**Excerpt:**
How Carlos Salcedo went from a Real Salt Lake backup to a World Cup star for Mexico

Former RSL defender is blossoming as one of the breakout young players at the 2018 World Cup for Mexico

Mexico's Carlos Salcedo and Germany's Julian Draxler challenge for the ball during the group F match between Germany and Mexico at the 2018 soccer World Cup in the Luzhniki Stadium in Moscow, Russia, Sunday, June 17, 2018. (AP Photo/Matthias Schrader)

Prior to Mexico’s history-making 1-0 upset of reigning World Cup champion Germany a week ago, Carlos Salcedo sat at a dais, the backdrop splattered with national-team sponsors which signifies both the stakes and the stage. Salcedo proclaimed what many wouldn’t, where many wouldn’t dare go. That’s who Salcedo has always been. And to those who’ve monitored his meteoric rise, they caution to view it not as arrogance, but in belief.

“Nobody,” he said with a straight face, “is unbeatable.”

Except for maybe Salcedo himself.

Now 24 and considered one of world soccer’s skyrocketing talents, the Mexico defender is where he always envisioned he would be — and a long way from Casa Grande, Ariz., where some nights he’d beg Real Salt Lake academy coaches to add on another twilight training session so he could work on clearing balls out of the box or hitting a long, lofted pass to start a potential counterattack.

At times, it’d be only him under the lights surrounded by palm trees in the vast Arizona desert envisioning how somewhere down the line, his drive would propel him to the moment he’s now suddenly starring upon, starting on the Mexico back line in World Cup victories.

“He had goals, he prepared,” said Martin Vasquez, RSL’s academy director, who is also Salcedo’s godfather. “His mentality is unique. He said, ‘I’m going to do this.’ Everybody has dreams.”

It’s impossible to argue Salcedo is anywhere other than his most blissful state of reverie. Except this is no dream. This is as real as it gets, on the most grand scene. The former RSL academy product is now part of the Mexico’s long-term core group of young, confident, European-based players.

It took more than a few risks to get there.

Rick Egan | The Salt Lake Tribune Real Salt Lake defender Carlos Salcedo (16) collides withSan Jose Earthquakes midfielder Yannick Djalo (10), in RSL action Real Salt Lake vs. San Jose Earthquakes, at Rio Tinto Stadium, Saturday, October 11, 2014

Upon his forced exit at RSL in November 2014, Salcedo moved to Chivas de Guadalajara where he thrived overnight. The minutes at RSL as a teenage center back weren’t there, not on an annual MLS Cup contender replete with proven veteran central defenders and with coaches who weren’t out to upset the established order.

**Problem set:**
1/ Render the sentence "It took more than a few risks to get there." from the article on Carlos Salcedo into Spanish.
2/ Print the portion of the article on Carlos Salcedo starting at "How Carlos Salcedo" and ending at "but in belief.", reproducing it verbatim.

[Records of labeled points]
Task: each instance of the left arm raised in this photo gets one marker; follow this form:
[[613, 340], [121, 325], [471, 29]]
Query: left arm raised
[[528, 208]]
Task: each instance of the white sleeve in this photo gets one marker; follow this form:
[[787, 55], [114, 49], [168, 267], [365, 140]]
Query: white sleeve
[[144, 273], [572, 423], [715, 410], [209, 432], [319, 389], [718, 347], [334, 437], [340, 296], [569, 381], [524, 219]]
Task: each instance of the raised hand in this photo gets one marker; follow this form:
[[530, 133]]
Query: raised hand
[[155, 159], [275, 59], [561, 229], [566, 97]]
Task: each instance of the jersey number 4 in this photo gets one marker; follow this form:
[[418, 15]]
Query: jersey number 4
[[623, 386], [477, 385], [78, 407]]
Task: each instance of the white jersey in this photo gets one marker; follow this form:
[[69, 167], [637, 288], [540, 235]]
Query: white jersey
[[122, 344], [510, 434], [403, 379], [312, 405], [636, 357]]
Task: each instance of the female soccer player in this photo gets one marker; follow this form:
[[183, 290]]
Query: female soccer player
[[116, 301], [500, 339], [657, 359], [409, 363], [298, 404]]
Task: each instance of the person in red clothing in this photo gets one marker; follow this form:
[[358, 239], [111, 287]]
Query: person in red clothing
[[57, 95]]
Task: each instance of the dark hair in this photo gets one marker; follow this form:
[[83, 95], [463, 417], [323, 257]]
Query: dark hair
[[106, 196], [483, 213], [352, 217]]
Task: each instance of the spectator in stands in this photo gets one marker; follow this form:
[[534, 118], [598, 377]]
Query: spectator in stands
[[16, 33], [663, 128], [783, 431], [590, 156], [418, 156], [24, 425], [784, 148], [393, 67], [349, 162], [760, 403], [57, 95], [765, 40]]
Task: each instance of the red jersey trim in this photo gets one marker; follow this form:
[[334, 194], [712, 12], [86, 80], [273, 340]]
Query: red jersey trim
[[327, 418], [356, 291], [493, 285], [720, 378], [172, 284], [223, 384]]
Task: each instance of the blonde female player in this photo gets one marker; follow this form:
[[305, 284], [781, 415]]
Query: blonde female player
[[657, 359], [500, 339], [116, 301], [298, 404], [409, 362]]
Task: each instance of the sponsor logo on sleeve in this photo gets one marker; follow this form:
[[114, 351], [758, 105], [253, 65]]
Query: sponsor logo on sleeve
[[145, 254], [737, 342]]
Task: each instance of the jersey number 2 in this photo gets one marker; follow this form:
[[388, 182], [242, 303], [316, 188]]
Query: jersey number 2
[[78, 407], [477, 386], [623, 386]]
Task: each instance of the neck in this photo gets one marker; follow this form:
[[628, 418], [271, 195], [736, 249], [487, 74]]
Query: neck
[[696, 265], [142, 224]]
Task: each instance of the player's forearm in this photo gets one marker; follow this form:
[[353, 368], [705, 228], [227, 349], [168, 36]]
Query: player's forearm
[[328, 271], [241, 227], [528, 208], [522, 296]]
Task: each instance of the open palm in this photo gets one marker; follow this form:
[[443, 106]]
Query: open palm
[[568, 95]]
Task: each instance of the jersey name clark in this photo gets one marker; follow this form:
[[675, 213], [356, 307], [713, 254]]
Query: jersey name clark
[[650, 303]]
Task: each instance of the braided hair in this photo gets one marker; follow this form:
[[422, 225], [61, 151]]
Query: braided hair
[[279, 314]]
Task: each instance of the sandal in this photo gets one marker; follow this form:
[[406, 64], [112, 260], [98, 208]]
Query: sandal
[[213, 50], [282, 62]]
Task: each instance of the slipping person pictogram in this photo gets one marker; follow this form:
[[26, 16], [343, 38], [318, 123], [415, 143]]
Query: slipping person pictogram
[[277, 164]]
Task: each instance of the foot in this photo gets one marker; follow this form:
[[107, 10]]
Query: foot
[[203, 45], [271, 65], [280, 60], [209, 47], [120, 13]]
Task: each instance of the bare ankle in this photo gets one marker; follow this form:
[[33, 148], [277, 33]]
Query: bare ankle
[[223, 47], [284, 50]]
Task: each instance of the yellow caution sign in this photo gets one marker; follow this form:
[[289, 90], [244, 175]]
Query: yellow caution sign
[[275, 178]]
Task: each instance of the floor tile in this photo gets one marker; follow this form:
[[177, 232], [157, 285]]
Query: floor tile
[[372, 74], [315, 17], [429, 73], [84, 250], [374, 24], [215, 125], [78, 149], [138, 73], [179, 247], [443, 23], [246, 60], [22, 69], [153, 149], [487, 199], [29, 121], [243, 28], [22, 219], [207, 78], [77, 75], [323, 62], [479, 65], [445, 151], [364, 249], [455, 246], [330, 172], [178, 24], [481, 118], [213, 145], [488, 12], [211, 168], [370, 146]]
==
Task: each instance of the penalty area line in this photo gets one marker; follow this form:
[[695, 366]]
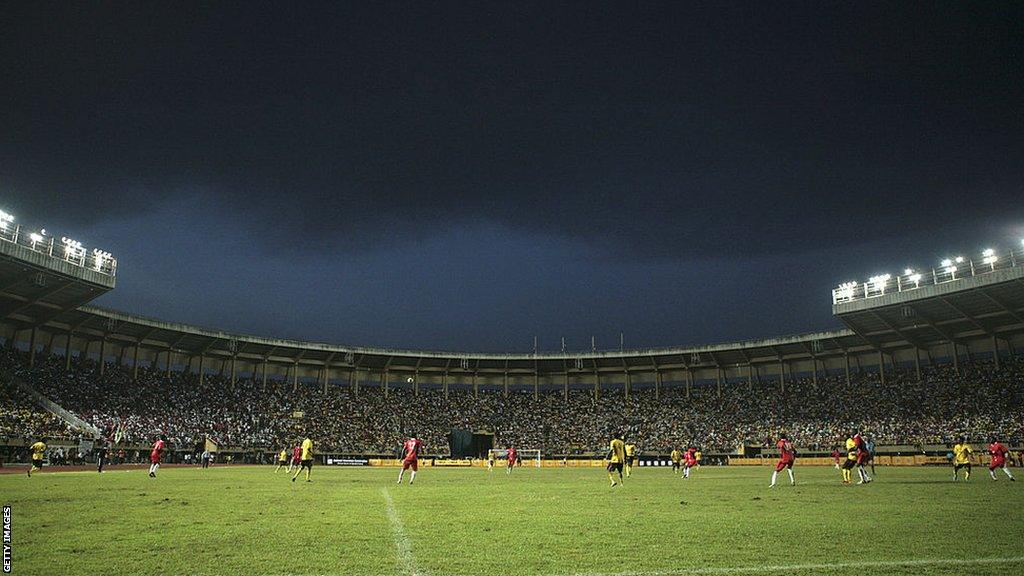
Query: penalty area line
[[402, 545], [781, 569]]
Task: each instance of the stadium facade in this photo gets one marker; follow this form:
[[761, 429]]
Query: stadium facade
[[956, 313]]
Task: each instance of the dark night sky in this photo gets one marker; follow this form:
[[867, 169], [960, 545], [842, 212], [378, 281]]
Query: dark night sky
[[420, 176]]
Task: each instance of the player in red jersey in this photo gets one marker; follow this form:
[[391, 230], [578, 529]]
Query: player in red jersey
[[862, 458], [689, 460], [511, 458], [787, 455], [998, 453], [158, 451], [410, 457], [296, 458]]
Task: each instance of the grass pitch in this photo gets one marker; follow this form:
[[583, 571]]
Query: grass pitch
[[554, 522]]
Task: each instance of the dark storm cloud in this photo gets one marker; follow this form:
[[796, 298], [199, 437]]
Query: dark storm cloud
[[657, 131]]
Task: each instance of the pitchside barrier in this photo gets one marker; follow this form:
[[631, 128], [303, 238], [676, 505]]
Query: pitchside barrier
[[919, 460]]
...
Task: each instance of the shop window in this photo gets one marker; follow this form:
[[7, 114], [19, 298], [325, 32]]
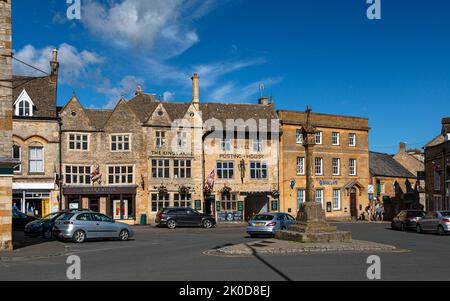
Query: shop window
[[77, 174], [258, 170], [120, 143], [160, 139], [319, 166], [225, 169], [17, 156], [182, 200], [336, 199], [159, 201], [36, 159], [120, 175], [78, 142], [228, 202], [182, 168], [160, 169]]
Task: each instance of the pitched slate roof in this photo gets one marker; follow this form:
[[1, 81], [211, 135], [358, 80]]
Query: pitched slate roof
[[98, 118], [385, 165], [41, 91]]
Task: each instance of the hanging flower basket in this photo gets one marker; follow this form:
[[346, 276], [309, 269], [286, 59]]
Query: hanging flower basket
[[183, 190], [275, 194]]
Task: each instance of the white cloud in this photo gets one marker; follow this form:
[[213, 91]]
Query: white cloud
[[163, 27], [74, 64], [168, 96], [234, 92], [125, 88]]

**Solved tasks:**
1/ Hicieron falta más que unos cuantos riesgos para llegar allí.

2/
How Carlos Salcedo went from a Real Salt Lake backup to a World Cup star for Mexico

Former RSL defender is blossoming as one of the breakout young players at the 2018 World Cup for Mexico

Mexico's Carlos Salcedo and Germany's Julian Draxler challenge for the ball during the group F match between Germany and Mexico at the 2018 soccer World Cup in the Luzhniki Stadium in Moscow, Russia, Sunday, June 17, 2018. (AP Photo/Matthias Schrader)

Prior to Mexico’s history-making 1-0 upset of reigning World Cup champion Germany a week ago, Carlos Salcedo sat at a dais, the backdrop splattered with national-team sponsors which signifies both the stakes and the stage. Salcedo proclaimed what many wouldn’t, where many wouldn’t dare go. That’s who Salcedo has always been. And to those who’ve monitored his meteoric rise, they caution to view it not as arrogance, but in belief.